## What is expected
Print, unchanged, the line containing "I need to find the upper" along with all lines that follow it to the end of the listing.
• • • • •
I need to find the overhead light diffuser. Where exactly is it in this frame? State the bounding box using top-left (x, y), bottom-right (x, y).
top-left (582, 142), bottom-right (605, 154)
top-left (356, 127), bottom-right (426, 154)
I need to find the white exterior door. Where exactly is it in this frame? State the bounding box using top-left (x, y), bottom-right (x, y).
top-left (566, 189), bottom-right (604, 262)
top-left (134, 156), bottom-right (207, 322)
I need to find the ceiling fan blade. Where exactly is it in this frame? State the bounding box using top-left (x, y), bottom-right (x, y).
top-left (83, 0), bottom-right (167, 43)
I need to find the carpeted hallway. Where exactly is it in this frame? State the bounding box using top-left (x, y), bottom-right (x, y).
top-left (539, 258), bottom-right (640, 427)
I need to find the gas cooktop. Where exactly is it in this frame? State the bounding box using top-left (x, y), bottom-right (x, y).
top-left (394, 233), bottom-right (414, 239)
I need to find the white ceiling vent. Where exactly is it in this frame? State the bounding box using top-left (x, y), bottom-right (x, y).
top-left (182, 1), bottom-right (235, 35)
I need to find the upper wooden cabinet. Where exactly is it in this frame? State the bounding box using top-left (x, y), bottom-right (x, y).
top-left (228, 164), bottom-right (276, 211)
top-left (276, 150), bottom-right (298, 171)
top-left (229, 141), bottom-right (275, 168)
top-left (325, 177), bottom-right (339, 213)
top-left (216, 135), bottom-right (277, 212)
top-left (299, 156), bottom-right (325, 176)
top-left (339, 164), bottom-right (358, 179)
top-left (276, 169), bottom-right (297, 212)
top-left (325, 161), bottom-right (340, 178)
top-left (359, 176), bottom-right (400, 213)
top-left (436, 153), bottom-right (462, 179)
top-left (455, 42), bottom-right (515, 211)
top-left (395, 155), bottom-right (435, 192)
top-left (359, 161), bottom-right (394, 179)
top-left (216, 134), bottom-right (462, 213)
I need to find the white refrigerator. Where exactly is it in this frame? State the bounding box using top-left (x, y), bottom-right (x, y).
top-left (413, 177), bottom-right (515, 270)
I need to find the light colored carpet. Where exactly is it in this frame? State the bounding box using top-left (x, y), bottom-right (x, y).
• • • • •
## Solution to the exercise
I need to find the upper wooden cabinet. Where exactly is it in this frame? State the bounding box using top-left (x, y), bottom-right (x, y).
top-left (228, 164), bottom-right (276, 211)
top-left (276, 150), bottom-right (298, 171)
top-left (229, 141), bottom-right (275, 168)
top-left (325, 177), bottom-right (339, 213)
top-left (216, 135), bottom-right (277, 212)
top-left (299, 156), bottom-right (325, 176)
top-left (339, 164), bottom-right (358, 179)
top-left (276, 169), bottom-right (297, 212)
top-left (325, 161), bottom-right (340, 178)
top-left (359, 176), bottom-right (400, 213)
top-left (436, 153), bottom-right (462, 179)
top-left (455, 42), bottom-right (515, 211)
top-left (395, 155), bottom-right (435, 192)
top-left (359, 161), bottom-right (394, 179)
top-left (216, 134), bottom-right (462, 213)
I need to find the white refrigerator. Where exactly is it in this frame? State the bounding box using top-left (x, y), bottom-right (x, y).
top-left (413, 177), bottom-right (515, 270)
I need to find the light colored carpet. Where exactly is it in this frame? State the bounding box using top-left (x, y), bottom-right (x, y).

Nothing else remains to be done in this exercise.